How big is too big? Elasticsearch sizing best practices

There’s no hard size limit in Elasticsearch, but there are clear signals you've outgrown your setup. Learn how to size shards, manage node limits, choose storage by tier, and use AutoOps to catch problems before they happen.

There’s no hard size limit in Elasticsearch. Production clusters run at petabyte scale. But "too big" shows up in three ways: queries slow past your Service Level Agreement (SLA), a node hits its shard ceiling, or storage costs spiral because everything lives on the same expensive tier. This guide walks through each signal, the numbers that matter, and what to do about them.

The three limits that actually matter

There’s no hard storage ceiling at the node level. Elastic has demonstrated a single node querying 1 PiB of data. In earlier versions, the per-shard overhead was high enough that the old rule of thumb was no more than 20 shards per GB of heap. Exceeding that limit meant garbage collection pressure, slow cluster state updates, and unstable nodes. Over 7.x and 8.x, a series of optimizations (more compact metadata serialization, efficient caching, off-heap data structures, and compressed cluster state) reduced per-shard overhead to the point where that rule was retired in 8.3, replaced by field-density-based sizing.

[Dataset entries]
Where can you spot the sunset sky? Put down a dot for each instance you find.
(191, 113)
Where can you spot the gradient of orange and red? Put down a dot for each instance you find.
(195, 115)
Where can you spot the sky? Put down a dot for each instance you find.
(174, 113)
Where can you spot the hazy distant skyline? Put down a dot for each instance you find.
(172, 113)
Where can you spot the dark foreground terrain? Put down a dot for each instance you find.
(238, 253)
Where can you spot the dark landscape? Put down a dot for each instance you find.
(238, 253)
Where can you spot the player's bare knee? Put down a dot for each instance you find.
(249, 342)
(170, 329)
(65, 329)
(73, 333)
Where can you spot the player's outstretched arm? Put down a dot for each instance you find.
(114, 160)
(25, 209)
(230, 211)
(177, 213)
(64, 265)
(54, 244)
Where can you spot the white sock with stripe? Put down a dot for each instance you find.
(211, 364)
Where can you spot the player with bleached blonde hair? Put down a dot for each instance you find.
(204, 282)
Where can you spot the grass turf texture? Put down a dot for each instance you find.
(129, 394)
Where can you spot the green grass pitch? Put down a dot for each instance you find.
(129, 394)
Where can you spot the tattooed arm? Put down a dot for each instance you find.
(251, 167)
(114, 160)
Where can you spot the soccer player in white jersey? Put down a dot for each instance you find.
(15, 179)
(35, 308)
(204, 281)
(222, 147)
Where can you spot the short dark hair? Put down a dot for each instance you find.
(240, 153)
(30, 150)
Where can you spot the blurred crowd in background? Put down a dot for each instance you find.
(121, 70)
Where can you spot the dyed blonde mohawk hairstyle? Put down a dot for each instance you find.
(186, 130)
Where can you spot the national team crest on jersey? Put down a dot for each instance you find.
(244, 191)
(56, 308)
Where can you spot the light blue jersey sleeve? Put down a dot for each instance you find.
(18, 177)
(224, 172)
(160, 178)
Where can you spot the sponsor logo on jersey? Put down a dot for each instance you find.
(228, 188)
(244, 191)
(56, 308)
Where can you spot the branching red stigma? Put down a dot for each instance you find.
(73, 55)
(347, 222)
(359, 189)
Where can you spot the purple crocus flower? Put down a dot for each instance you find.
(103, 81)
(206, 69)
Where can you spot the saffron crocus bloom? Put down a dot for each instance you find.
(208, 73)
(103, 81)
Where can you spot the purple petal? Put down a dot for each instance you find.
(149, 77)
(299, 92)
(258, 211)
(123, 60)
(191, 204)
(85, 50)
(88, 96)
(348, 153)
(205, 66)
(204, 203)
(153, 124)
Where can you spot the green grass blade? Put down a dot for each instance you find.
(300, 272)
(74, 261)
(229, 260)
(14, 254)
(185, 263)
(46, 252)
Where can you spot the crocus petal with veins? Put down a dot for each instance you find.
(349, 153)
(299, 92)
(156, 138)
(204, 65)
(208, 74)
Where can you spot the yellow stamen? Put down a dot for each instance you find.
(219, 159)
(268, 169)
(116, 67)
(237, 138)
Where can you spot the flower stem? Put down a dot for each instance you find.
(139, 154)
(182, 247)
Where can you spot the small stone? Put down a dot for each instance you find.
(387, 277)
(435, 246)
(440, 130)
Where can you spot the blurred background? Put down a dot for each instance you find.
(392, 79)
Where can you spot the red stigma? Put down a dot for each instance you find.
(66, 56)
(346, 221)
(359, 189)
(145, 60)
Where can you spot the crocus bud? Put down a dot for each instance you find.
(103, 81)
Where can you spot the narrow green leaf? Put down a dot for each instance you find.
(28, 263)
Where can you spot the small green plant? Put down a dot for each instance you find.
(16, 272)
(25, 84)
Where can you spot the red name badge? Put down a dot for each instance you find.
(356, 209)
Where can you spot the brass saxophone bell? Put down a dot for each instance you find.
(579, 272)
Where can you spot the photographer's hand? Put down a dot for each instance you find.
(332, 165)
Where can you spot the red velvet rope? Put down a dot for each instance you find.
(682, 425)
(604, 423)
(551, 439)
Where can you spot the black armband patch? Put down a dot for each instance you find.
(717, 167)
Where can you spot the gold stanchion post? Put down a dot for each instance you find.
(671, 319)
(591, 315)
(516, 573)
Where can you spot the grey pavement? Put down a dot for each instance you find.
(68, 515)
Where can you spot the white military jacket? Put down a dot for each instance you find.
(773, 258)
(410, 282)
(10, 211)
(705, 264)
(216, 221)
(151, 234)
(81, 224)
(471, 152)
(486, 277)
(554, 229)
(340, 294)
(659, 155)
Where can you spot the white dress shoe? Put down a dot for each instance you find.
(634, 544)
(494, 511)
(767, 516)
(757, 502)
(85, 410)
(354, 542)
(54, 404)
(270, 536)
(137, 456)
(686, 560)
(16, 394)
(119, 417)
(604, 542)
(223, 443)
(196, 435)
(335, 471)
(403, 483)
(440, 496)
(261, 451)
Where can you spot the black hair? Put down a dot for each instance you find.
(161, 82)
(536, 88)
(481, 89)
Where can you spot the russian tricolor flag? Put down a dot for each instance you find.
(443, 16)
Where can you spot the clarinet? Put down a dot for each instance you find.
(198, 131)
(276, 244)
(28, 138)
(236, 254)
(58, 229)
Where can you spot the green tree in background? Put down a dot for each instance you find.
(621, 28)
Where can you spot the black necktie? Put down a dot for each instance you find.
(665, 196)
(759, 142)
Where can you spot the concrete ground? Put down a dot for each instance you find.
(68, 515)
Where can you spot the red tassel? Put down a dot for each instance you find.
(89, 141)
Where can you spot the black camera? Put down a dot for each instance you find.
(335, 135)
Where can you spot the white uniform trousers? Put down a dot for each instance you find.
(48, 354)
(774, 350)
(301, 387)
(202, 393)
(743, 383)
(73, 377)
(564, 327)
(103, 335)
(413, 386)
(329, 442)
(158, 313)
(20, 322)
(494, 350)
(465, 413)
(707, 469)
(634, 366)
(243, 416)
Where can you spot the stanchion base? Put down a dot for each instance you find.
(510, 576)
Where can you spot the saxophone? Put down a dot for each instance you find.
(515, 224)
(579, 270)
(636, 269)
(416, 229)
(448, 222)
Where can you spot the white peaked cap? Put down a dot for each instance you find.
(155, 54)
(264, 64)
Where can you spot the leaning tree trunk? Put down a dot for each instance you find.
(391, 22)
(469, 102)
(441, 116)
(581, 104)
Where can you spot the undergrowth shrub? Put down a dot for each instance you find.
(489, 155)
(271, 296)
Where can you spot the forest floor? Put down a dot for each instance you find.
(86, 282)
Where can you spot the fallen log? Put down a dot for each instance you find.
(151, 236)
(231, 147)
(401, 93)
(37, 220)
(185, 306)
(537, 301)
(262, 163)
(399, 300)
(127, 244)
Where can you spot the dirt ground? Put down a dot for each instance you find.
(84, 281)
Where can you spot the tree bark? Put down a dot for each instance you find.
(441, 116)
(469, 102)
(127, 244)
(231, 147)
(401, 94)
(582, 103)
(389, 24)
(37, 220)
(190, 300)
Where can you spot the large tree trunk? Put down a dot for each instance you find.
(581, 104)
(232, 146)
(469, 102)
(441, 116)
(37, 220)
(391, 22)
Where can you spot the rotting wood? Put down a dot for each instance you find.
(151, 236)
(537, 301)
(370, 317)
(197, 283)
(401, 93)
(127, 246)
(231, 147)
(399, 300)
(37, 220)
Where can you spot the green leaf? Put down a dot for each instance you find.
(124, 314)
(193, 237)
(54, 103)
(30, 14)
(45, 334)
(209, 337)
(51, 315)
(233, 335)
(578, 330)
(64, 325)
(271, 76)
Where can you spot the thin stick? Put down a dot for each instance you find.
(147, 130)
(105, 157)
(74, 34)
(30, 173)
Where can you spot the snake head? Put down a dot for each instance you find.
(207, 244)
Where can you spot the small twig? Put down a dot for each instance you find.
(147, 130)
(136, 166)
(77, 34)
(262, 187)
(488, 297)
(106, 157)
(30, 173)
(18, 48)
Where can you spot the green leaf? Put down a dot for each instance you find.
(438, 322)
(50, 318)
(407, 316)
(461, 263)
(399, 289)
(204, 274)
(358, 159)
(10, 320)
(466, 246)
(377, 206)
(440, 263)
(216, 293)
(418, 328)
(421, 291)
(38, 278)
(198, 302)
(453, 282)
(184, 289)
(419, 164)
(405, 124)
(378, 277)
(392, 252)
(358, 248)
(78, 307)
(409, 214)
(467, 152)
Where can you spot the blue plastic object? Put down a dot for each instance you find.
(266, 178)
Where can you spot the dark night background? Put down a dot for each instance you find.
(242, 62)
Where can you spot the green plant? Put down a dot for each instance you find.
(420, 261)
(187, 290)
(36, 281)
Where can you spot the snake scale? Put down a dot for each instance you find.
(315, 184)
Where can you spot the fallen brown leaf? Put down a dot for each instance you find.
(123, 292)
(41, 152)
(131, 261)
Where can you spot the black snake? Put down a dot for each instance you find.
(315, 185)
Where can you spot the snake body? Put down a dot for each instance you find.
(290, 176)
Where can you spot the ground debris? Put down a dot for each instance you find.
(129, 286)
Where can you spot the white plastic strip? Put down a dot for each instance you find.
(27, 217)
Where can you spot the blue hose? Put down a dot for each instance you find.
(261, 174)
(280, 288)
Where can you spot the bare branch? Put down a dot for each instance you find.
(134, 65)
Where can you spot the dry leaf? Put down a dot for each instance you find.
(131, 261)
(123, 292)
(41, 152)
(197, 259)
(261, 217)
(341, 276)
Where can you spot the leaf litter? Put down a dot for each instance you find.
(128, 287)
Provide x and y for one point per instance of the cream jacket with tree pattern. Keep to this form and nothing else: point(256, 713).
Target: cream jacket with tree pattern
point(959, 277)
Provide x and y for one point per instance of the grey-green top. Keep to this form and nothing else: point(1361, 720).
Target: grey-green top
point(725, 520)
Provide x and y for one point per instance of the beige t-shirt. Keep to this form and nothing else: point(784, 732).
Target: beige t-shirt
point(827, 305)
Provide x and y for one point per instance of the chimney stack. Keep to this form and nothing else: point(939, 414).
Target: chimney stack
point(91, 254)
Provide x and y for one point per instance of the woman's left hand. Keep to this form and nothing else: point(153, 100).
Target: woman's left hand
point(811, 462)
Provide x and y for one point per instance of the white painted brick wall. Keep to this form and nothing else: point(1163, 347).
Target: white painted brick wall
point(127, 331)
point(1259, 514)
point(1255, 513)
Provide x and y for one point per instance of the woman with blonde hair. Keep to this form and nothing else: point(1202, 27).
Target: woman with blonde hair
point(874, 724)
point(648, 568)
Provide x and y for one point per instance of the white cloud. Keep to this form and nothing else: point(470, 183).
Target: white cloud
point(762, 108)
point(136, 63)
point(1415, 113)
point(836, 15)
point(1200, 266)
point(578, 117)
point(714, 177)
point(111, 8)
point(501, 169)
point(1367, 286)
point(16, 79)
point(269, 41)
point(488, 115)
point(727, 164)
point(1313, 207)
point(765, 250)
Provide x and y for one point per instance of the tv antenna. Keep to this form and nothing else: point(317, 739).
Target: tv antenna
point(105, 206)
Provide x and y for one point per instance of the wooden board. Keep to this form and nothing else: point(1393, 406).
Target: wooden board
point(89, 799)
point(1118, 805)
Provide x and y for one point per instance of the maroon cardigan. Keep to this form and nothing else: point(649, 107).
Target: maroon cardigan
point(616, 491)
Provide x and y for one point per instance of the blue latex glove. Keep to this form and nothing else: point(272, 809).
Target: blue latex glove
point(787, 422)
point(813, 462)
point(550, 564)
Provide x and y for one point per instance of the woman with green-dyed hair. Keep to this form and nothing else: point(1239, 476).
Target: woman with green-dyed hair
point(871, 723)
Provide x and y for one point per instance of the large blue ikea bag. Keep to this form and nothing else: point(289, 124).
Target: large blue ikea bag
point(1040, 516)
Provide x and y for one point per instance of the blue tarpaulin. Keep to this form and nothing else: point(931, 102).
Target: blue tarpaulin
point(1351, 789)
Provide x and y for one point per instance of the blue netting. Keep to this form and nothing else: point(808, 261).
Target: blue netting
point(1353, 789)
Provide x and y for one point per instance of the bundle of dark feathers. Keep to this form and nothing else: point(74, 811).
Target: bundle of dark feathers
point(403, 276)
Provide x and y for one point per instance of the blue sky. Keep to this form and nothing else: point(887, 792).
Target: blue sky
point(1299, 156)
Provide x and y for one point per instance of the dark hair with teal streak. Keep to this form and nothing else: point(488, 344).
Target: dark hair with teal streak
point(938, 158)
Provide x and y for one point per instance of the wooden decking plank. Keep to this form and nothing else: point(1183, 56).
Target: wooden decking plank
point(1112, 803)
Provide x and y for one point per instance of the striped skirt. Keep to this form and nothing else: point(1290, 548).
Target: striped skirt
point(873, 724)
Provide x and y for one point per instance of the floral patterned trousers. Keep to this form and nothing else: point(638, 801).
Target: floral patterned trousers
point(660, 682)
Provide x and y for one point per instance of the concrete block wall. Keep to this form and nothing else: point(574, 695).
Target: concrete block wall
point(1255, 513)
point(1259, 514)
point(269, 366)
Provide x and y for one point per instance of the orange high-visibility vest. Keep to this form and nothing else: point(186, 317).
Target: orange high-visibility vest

§ EXERCISE TASKS
A - Transcribe everything in the Elasticsearch sizing guide from "How big is too" down to "before they happen.".
B - According to the Elasticsearch sizing guide, in which version was the rule of no more than 20 shards per GB of heap retired?
C - State whether each statement agrees with the Elasticsearch sizing guide, answering yes or no and quoting the deciding words: (i) Elastic has shown a single node querying 1 PiB of data. (ii) Elasticsearch imposes a hard size limit. (iii) The old rule of thumb allowed no more than 50 shards per GB of heap.

§ COMPLETED EXERCISE
A -
How big is too big? Elasticsearch sizing best practices

There’s no hard size limit in Elasticsearch, but there are clear signals you've outgrown your setup. Learn how to size shards, manage node limits, choose storage by tier, and use AutoOps to catch problems before they happen.

B - It was retired in version 8.3.

C -
(i) Yes: "Elastic has demonstrated a single node querying 1 PiB of data."
(ii) No: "There’s no hard size limit in Elasticsearch."
(iii) No: "the old rule of thumb was no more than 20 shards per GB of heap."